[Work to complete] Return all the entries exactly. No pictures.

[Source data]
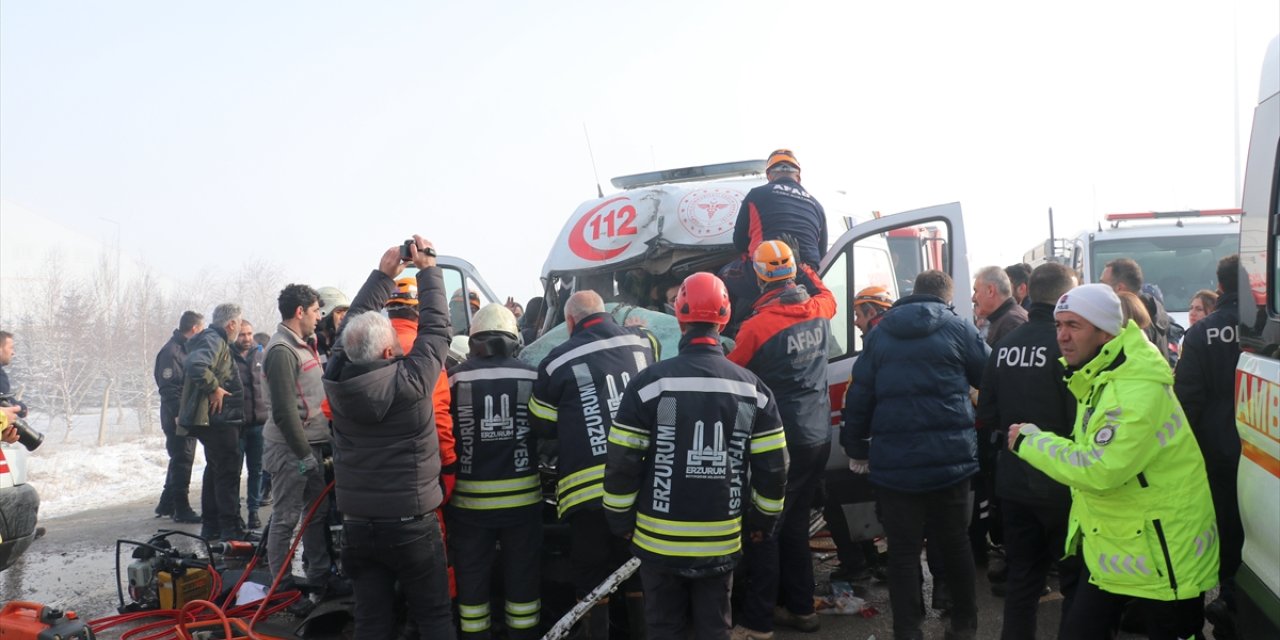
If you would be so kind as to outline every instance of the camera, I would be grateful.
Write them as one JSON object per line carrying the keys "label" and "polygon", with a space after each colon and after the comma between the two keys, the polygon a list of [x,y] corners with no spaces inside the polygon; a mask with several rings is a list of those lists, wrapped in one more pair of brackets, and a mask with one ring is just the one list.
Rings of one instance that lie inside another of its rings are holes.
{"label": "camera", "polygon": [[[412,262],[412,261],[413,261],[413,247],[414,247],[414,246],[415,246],[415,243],[414,243],[414,241],[413,241],[412,239],[410,239],[410,240],[405,240],[405,241],[404,241],[404,244],[400,245],[400,261],[401,261],[401,262]],[[434,258],[434,257],[436,257],[436,250],[435,250],[435,249],[432,249],[431,247],[427,247],[426,249],[423,249],[423,250],[422,250],[422,251],[420,251],[419,253],[422,253],[422,254],[426,255],[428,258]]]}
{"label": "camera", "polygon": [[[12,407],[13,394],[0,394],[0,407]],[[27,448],[27,451],[35,451],[37,447],[44,443],[44,434],[31,428],[26,420],[14,417],[10,426],[18,430],[18,443]]]}

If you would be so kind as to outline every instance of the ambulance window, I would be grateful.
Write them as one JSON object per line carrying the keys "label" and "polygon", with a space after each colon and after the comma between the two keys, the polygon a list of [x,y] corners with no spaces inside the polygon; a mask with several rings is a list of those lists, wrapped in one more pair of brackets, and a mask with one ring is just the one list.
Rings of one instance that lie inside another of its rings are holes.
{"label": "ambulance window", "polygon": [[[910,269],[908,269],[910,271]],[[915,278],[915,274],[911,274]],[[852,300],[859,291],[870,287],[884,287],[894,300],[899,297],[899,278],[895,277],[894,260],[884,235],[862,238],[853,245],[853,286],[849,288],[849,313],[853,314]],[[862,332],[853,329],[853,351],[862,351]]]}
{"label": "ambulance window", "polygon": [[835,359],[849,352],[849,328],[852,323],[853,291],[849,290],[849,254],[841,251],[822,276],[822,284],[836,297],[836,315],[831,318],[831,347],[828,359]]}
{"label": "ambulance window", "polygon": [[[453,325],[453,334],[465,336],[471,327],[471,314],[467,310],[469,305],[462,304],[462,272],[452,267],[444,267],[441,271],[444,272],[444,290],[449,292],[449,322]],[[475,291],[474,288],[472,290]],[[476,301],[479,301],[478,297]]]}

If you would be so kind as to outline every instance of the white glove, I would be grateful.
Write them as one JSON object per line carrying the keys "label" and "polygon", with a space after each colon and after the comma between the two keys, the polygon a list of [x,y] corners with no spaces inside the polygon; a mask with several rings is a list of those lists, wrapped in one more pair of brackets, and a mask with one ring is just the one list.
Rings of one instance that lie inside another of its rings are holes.
{"label": "white glove", "polygon": [[860,476],[865,476],[871,472],[871,463],[866,460],[854,460],[851,458],[849,460],[849,470]]}

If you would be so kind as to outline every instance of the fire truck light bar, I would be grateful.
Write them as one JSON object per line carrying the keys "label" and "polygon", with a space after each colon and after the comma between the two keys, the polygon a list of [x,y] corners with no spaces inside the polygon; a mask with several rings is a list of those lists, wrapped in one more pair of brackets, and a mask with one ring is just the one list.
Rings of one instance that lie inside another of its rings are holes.
{"label": "fire truck light bar", "polygon": [[1239,216],[1240,209],[1201,209],[1197,211],[1144,211],[1141,213],[1108,213],[1107,220],[1155,220],[1157,218],[1197,218],[1203,216]]}

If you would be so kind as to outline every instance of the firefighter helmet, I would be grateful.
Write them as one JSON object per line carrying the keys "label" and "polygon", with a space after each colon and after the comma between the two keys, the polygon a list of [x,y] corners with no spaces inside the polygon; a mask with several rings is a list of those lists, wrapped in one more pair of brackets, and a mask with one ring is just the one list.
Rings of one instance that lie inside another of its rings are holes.
{"label": "firefighter helmet", "polygon": [[774,165],[784,163],[795,167],[796,171],[800,170],[800,161],[796,160],[796,154],[791,153],[790,149],[778,149],[769,154],[769,160],[765,162],[765,171],[772,171]]}
{"label": "firefighter helmet", "polygon": [[386,306],[418,306],[418,279],[414,277],[396,280],[396,292],[391,294]]}
{"label": "firefighter helmet", "polygon": [[485,331],[501,331],[513,338],[518,337],[520,329],[516,327],[516,314],[496,302],[486,304],[471,318],[471,335]]}
{"label": "firefighter helmet", "polygon": [[752,256],[756,277],[761,282],[777,282],[796,277],[796,260],[791,247],[781,240],[766,240],[756,247]]}
{"label": "firefighter helmet", "polygon": [[339,309],[351,308],[351,299],[337,287],[320,287],[320,317],[326,317]]}
{"label": "firefighter helmet", "polygon": [[709,322],[717,330],[729,324],[729,291],[715,274],[699,271],[680,285],[676,294],[676,320]]}

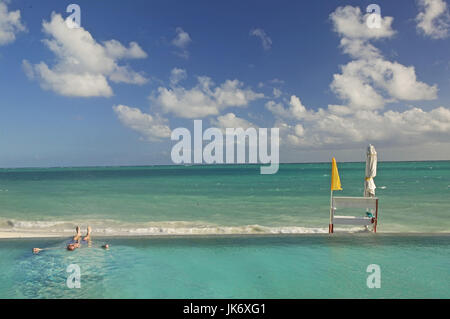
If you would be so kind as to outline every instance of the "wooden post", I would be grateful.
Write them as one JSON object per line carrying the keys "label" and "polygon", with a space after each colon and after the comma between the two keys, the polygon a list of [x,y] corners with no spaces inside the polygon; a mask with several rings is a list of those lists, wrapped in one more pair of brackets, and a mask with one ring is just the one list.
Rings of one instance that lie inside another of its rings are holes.
{"label": "wooden post", "polygon": [[328,225],[328,233],[333,233],[333,190],[331,190],[330,194],[330,224]]}
{"label": "wooden post", "polygon": [[375,201],[375,225],[373,225],[373,232],[377,232],[377,224],[378,224],[378,199]]}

[Answer for the task]
If you would be so kind as to outline every instance of the camera, I would be grateful.
Write them as one JSON object per line carrying the keys "label" and "polygon", with a space after each colon and after the comma between the two keys, the polygon a list of [x,y] corners with no spaces inside the polygon; a mask with several rings is a list of those lists, wrapped in one more pair of brackets, and a mask with one ring is just the one list.
Rings of one instance that lie inside another of its rings are holes.
{"label": "camera", "polygon": [[[412,262],[412,261],[413,261],[413,247],[414,247],[414,246],[415,246],[415,243],[414,243],[414,241],[413,241],[412,239],[410,239],[410,240],[405,240],[405,241],[404,241],[404,244],[400,245],[400,261],[401,261],[401,262]],[[434,258],[434,257],[436,257],[436,250],[435,250],[435,249],[432,249],[431,247],[427,247],[426,249],[423,249],[423,250],[422,250],[422,251],[420,251],[419,253],[422,253],[422,254],[426,255],[428,258]]]}
{"label": "camera", "polygon": [[[12,407],[13,394],[0,394],[0,407]],[[27,448],[27,451],[35,451],[37,447],[44,443],[44,434],[31,428],[26,420],[14,417],[10,426],[18,430],[18,443]]]}

If you would be so kind as to outline every instance of the ambulance window, I would be grateful.
Write them as one JSON object per line carrying the keys "label" and "polygon", with a space after each colon and after the comma between the two keys, the polygon a list of [x,y] corners with no spaces inside the polygon; a mask with several rings is a list of those lists, wrapped in one more pair of brackets, and a mask with one ring is just the one list.
Rings of one instance that lie inside another of its rings are holes.
{"label": "ambulance window", "polygon": [[[910,269],[908,269],[910,271]],[[915,278],[915,274],[911,274]],[[852,300],[859,291],[870,287],[884,287],[894,300],[899,297],[899,278],[895,277],[894,260],[884,235],[862,238],[853,245],[853,286],[849,288],[849,313],[853,314]],[[862,332],[853,329],[853,351],[862,351]]]}
{"label": "ambulance window", "polygon": [[835,359],[849,352],[849,328],[852,323],[853,291],[849,290],[849,254],[841,251],[822,276],[822,284],[836,297],[836,315],[831,318],[831,347],[828,359]]}
{"label": "ambulance window", "polygon": [[[453,325],[453,334],[465,336],[471,327],[471,314],[467,310],[469,305],[462,304],[462,272],[452,267],[444,267],[441,271],[444,272],[444,290],[449,292],[449,322]],[[475,291],[474,288],[472,290]],[[476,301],[479,301],[478,297]]]}

If you would be so kind as to outline every instance of the white glove, I would be grateful.
Write them as one JSON object per line carrying the keys "label" and "polygon", with a space after each colon and after the comma between the two keys, the polygon a list of [x,y] corners with no spaces inside the polygon; a mask with several rings is a list of those lists, wrapped in one more pair of brackets, and a mask with one ring is just the one list.
Rings of one instance that lie inside another of its rings are holes.
{"label": "white glove", "polygon": [[860,476],[865,476],[871,472],[871,463],[866,460],[854,460],[851,458],[849,460],[849,470]]}

If you would be so kind as to outline every instance of the fire truck light bar, I would be grateful.
Write them as one JSON object per line carrying the keys "label" and "polygon", with a space after each colon and after the comma between the two keys, the polygon a list of [x,y] corners with no spaces inside the polygon; a mask with several rings is a list of those lists, wrapped in one more pair of brackets, and a mask with one ring is just the one list.
Rings of one instance that lie inside another of its rings are holes.
{"label": "fire truck light bar", "polygon": [[1239,216],[1240,209],[1201,209],[1197,211],[1144,211],[1141,213],[1108,213],[1107,220],[1155,220],[1157,218],[1197,218],[1203,216]]}

If you would be so kind as to outline every instance of the firefighter helmet, I would be grateful.
Write them as one JSON object per line carrying the keys "label" and "polygon", with a space after each colon and after the comma between the two keys, the polygon a list of [x,y] corners with no spaces inside the polygon; a mask with several rings is a list of those lists, wrapped in one more pair of brackets, and a mask with one ring is just the one list.
Rings of one instance that lie inside another of its rings are holes.
{"label": "firefighter helmet", "polygon": [[774,165],[784,163],[795,167],[796,171],[800,170],[800,161],[796,160],[796,154],[791,153],[790,149],[778,149],[769,154],[769,160],[765,162],[765,171],[772,171]]}
{"label": "firefighter helmet", "polygon": [[386,306],[418,306],[418,279],[414,277],[396,280],[396,292],[391,294]]}
{"label": "firefighter helmet", "polygon": [[485,331],[501,331],[513,338],[518,337],[520,329],[516,327],[516,314],[496,302],[486,304],[471,318],[471,335]]}
{"label": "firefighter helmet", "polygon": [[752,256],[756,277],[761,282],[777,282],[796,277],[796,260],[791,247],[781,240],[766,240],[756,247]]}
{"label": "firefighter helmet", "polygon": [[339,309],[351,308],[351,299],[337,287],[320,287],[320,317],[326,317]]}
{"label": "firefighter helmet", "polygon": [[709,322],[717,330],[729,324],[729,291],[715,274],[699,271],[680,285],[676,294],[676,320]]}

If you would be so kind as to outline every instance of the "wooden post", I would be grateful.
Write them as one JSON object per line carrying the keys "label" and "polygon", with a space after each colon and after the comma between the two keys, the polygon a list of [x,y] corners with no spaces inside the polygon; a mask with several rings is a list of those lists, wrapped in one more pair of brackets, and a mask with one ring is just the one list.
Rings of one instance that lie inside another of its rings are holes.
{"label": "wooden post", "polygon": [[328,225],[328,233],[333,233],[333,190],[331,190],[330,194],[330,224]]}
{"label": "wooden post", "polygon": [[375,201],[375,225],[373,225],[373,232],[377,232],[377,224],[378,224],[378,199]]}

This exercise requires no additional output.